**Records for the exercise**

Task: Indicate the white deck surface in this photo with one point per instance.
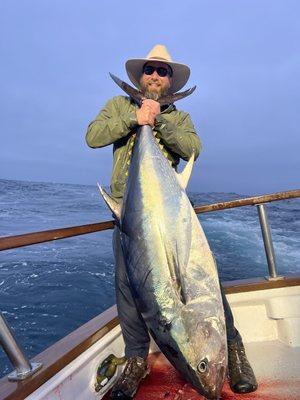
---
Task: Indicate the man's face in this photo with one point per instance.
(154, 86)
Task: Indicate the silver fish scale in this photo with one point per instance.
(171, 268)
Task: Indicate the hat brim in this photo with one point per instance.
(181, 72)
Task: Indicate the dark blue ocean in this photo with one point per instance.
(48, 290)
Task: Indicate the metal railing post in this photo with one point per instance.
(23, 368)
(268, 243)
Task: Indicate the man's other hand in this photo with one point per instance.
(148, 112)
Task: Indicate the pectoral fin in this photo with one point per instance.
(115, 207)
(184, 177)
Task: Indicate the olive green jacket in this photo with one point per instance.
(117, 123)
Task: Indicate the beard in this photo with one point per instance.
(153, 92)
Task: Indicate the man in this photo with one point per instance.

**Exercise**
Your answer must consist solely of the lines above between the line holding "Task: Indicate the silver" and the line holding "Task: Indicate the man in", inclusive, copied exactly.

**Result for this task**
Task: Indicate the silver fish scale in this photo with one point per instance.
(171, 268)
Task: Indicate the hat brim in this photo with one point per instance.
(181, 72)
Task: Indicate the dark blue ocean in this photo with one point per instance.
(48, 290)
Task: Indicate the metal railing post in this photo with one point per instance.
(23, 368)
(268, 243)
Task: Indicate the man's other hand in this photo with one point per instance.
(148, 112)
Task: Indicate the pectoral fin in this photo with one point per instance.
(115, 207)
(184, 177)
Task: Indicate the olive green jacket in this photo with one point per instance.
(117, 123)
Task: Indicate the beard in this photo with one point per instance.
(153, 92)
Task: Indicate the man in this photo with one point per instance.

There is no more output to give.